▶ _About this task_
Return only the lines starting at the line that contains "of the child's" and ending with the final line of the listing; include both endpoints.

▶ _Records for the task_
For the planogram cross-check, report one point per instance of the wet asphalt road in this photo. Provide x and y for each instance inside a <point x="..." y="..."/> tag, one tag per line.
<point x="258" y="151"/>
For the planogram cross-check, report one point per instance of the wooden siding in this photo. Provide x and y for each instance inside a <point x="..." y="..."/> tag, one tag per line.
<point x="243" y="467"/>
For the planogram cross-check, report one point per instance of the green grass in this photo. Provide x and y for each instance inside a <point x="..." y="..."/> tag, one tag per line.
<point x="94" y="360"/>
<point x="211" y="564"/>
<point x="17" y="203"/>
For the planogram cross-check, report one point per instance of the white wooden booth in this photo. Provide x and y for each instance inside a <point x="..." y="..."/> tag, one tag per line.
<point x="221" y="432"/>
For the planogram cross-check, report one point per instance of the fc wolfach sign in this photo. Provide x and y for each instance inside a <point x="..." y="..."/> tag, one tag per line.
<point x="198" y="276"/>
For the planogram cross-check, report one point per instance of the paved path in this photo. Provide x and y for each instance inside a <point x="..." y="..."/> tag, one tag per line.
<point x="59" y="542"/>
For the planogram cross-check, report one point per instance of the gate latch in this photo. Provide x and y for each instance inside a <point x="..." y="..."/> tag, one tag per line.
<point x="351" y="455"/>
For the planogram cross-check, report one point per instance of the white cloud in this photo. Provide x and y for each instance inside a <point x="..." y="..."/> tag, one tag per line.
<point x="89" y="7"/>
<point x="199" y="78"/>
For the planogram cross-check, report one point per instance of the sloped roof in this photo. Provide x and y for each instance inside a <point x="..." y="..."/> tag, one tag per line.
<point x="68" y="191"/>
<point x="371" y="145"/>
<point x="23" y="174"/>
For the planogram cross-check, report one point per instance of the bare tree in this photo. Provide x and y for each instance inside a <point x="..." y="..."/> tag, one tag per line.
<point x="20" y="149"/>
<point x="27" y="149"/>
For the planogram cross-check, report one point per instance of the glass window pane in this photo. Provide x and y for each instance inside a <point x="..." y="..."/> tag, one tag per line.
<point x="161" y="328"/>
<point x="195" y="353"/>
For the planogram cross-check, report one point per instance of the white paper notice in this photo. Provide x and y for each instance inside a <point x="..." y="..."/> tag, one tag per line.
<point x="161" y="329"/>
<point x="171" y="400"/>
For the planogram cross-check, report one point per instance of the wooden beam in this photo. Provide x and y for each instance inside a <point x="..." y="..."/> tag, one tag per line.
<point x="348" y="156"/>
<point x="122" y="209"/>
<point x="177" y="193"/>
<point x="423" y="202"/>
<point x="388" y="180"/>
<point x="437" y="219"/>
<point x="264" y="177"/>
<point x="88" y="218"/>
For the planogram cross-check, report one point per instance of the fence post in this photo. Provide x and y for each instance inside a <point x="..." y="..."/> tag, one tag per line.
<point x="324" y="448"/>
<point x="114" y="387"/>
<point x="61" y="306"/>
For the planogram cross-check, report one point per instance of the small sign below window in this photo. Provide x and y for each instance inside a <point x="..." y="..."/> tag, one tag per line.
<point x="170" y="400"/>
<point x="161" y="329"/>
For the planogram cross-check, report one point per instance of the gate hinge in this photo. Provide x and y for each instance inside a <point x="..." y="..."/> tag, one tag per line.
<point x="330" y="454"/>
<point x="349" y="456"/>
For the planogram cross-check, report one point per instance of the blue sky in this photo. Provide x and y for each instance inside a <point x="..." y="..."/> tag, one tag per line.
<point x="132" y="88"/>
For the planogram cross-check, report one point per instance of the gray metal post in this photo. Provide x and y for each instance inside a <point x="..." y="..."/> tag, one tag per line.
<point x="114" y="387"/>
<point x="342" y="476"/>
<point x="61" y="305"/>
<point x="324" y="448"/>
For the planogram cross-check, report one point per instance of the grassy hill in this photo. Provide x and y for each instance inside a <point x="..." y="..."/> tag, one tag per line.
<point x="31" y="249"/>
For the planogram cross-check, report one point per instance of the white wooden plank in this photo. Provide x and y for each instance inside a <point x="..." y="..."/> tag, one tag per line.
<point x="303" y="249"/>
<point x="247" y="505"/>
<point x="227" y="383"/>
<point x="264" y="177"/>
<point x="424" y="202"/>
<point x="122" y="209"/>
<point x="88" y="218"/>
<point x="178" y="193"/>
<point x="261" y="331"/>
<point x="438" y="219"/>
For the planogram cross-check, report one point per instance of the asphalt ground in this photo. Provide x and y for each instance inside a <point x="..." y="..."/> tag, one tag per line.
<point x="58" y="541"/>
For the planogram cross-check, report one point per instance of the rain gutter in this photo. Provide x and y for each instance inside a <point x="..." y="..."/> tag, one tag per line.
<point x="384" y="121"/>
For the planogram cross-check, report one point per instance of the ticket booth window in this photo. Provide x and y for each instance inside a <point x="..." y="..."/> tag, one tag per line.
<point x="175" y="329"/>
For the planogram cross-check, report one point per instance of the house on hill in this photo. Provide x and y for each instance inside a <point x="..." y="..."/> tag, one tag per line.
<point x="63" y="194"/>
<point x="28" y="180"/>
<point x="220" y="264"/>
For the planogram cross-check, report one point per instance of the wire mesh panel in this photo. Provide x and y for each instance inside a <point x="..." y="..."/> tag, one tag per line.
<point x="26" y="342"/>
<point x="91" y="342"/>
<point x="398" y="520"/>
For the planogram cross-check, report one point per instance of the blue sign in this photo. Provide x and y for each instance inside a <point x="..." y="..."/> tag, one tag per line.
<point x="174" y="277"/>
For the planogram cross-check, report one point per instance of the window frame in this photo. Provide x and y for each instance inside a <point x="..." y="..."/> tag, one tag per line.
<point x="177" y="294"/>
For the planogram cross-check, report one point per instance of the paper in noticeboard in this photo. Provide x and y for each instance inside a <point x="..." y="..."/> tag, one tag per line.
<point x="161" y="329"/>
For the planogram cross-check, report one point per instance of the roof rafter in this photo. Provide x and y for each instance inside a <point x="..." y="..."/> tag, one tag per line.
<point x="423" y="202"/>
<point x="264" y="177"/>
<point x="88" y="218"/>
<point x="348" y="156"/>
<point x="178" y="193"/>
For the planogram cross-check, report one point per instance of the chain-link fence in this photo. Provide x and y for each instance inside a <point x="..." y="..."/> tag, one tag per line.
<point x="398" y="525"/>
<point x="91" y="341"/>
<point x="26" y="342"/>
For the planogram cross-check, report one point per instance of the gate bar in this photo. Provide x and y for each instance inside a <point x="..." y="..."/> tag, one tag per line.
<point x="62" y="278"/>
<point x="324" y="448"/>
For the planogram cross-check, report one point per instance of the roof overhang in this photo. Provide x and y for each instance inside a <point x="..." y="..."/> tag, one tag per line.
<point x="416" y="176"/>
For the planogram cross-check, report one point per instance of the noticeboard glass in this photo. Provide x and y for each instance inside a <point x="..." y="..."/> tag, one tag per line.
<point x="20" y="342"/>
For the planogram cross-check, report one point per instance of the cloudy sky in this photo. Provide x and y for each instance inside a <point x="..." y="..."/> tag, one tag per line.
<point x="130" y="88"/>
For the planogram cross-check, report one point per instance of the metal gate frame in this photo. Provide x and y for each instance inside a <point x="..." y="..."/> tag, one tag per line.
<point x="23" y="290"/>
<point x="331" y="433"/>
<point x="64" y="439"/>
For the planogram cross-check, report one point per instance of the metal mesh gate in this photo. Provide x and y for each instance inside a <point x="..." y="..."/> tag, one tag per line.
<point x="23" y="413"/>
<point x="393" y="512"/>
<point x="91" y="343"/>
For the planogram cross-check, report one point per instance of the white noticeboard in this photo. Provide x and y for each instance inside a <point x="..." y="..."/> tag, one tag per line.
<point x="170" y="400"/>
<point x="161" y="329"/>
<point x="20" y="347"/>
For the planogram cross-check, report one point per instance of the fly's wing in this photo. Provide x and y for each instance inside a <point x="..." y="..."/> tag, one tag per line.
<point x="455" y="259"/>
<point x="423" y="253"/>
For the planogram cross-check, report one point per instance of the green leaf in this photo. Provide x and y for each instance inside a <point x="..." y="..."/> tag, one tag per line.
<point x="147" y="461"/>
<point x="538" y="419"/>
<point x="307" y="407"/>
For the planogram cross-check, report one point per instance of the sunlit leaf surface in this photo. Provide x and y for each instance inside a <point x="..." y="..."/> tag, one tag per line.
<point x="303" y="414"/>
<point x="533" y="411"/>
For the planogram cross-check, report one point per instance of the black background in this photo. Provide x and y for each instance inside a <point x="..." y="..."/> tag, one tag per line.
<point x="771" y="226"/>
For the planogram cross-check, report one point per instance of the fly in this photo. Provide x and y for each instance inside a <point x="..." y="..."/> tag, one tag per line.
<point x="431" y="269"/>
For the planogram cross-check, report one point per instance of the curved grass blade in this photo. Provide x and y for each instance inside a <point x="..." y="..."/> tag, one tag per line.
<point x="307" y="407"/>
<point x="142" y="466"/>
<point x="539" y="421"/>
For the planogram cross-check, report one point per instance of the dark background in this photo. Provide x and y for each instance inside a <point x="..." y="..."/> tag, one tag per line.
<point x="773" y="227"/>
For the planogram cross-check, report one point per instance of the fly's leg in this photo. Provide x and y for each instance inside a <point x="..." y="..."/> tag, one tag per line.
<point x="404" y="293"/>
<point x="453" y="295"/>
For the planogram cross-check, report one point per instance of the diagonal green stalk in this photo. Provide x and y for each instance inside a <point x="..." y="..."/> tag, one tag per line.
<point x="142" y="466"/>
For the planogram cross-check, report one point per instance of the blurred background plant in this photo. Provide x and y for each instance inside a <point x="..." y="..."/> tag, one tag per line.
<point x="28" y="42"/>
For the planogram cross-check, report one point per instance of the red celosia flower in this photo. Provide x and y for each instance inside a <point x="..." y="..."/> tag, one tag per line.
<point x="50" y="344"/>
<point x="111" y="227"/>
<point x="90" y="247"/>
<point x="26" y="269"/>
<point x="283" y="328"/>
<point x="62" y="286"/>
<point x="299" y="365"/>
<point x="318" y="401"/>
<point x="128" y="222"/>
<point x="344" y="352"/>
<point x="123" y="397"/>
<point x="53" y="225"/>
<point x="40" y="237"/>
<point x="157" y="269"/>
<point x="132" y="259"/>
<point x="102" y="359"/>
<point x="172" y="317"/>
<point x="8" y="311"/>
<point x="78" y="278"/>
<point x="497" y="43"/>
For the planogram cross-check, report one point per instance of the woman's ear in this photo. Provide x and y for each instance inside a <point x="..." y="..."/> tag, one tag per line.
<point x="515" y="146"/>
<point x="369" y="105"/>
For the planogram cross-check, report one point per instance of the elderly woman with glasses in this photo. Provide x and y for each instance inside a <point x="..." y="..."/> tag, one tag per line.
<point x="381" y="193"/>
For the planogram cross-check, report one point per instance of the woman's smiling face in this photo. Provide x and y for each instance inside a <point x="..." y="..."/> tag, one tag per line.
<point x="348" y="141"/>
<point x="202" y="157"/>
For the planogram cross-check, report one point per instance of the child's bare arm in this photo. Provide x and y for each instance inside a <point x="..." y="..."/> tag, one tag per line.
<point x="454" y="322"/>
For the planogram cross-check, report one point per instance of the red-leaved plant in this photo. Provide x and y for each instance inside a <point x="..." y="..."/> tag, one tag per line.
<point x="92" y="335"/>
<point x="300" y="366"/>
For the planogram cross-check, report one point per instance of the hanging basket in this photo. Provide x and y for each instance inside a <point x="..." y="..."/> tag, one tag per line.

▶ _The completed task_
For the planogram cross-check, report one point per instance of the child's bare arm in this photo. Provide x and y for each instance inside a <point x="..." y="..."/> tag, one tag per line.
<point x="454" y="322"/>
For the planogram cross-check, report one point per instance of the red-leaved plant in this photo. Provide x and y for each instance inside a <point x="..." y="..."/> tag, one tag per line.
<point x="92" y="335"/>
<point x="300" y="366"/>
For the planogram cross-check, report one point per instance of the hanging basket in this photo. Provide x and y for each instance inside a <point x="..." y="..."/> tag, one tag per line.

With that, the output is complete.